**INFORMATION SUPPLIED:**
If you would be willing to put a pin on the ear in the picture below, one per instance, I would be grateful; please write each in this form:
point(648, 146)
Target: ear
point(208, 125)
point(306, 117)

**GOAL OF THE EXERCISE:** All the material, top to bottom: write it out again precisely.

**SOLUTION TO THIS EXERCISE:**
If you would be willing to put a pin on the ear in the picture below, one per instance, I would be grateful; please write each in this form:
point(648, 146)
Target: ear
point(208, 125)
point(306, 117)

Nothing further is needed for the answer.